THE TASK: Copy out every one of the records below word for word.
--- begin ---
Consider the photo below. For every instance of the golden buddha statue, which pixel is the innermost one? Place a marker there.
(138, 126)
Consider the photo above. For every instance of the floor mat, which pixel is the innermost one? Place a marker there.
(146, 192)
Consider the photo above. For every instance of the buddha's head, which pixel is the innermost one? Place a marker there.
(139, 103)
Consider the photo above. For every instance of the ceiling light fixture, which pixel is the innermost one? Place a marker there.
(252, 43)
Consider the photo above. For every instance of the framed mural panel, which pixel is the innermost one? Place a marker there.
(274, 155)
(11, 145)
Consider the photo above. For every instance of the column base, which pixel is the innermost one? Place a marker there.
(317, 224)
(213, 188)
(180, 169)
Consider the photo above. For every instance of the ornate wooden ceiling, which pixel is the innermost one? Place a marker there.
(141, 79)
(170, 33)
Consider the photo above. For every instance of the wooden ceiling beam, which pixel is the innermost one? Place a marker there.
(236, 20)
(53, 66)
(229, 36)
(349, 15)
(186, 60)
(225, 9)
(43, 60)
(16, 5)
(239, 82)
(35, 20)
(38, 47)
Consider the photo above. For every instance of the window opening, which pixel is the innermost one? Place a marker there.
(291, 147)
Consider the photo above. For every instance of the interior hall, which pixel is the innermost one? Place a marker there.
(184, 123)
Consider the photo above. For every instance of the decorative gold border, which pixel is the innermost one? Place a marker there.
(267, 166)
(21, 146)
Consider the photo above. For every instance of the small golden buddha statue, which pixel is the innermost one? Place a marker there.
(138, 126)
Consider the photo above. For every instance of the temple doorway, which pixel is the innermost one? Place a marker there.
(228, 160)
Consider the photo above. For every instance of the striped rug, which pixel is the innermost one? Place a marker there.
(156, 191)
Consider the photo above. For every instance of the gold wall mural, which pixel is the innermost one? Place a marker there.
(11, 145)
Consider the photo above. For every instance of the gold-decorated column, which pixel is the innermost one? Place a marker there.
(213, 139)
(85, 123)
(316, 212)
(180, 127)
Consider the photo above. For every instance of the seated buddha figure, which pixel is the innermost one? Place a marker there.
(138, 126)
--- end ---
RESULT OF THIS EXERCISE:
Consider the photo below. For every instance of the golden buddha statue, which pixel is the innermost one? Place a marker there.
(138, 126)
Consider the photo above. For every instance of the floor mat, which pixel is the innermost one? Place a marker there.
(146, 192)
Consider the photo above. For every instance of the buddha's head, which pixel is the innermost one? Place a marker there.
(139, 103)
Consider the photo above. For every instance of the ceiling light fixture, which pixel is the innermost one? Place a marker there.
(252, 43)
Consider the photo above. For every instance of the framed mural panel, which pixel is the innermost one? Place a marker there.
(274, 155)
(11, 145)
Consider the photo above. For every instance of the column base, which pixel is the innermost one? Place a marker there.
(317, 224)
(213, 188)
(180, 169)
Consider the photo above. For every instance of the ornate wooden ceiling, which pixel is the innermost one? Place a marker there.
(141, 79)
(170, 33)
Consider the photo above. For every instance of the wooden ceiling beam, which pixel is the innermost one? Place a marker there.
(236, 20)
(53, 66)
(229, 36)
(349, 15)
(186, 60)
(225, 9)
(43, 60)
(16, 5)
(239, 82)
(35, 20)
(38, 47)
Consider the photo above. For every instance of the window opening, which pixel is the innermost one? Place a marker there.
(291, 147)
Consider the photo above. For every instance of the interior hall, which pixel is the innermost one? Place a marker there.
(184, 123)
Consider the photo above. For every instance of the decorative gold border, which pixel is the innermost one? Place a marker there.
(267, 166)
(21, 146)
Consider the photo above. For every instance of the small golden buddha statue, which pixel is the innermost one? Place a marker there.
(138, 126)
Consider the photo above. For every instance of the temple doorway, which pixel is the innermost one? Place a marker there.
(228, 160)
Consider the photo above. For every instance of the striped rug, which pixel is the innermost one? Place a marker there.
(156, 191)
Consider the photo above. For every instance of the gold wall mural, which pixel is the innermost one? Place a marker there.
(11, 145)
Consider the photo above. For every instance of the gold-decorated column, which pixel is the innermost one? Place a marker there.
(213, 139)
(85, 123)
(316, 212)
(180, 127)
Consider the photo above. For every instance of the seated buddha figure, which pixel is the innermost one? Place a marker there.
(138, 126)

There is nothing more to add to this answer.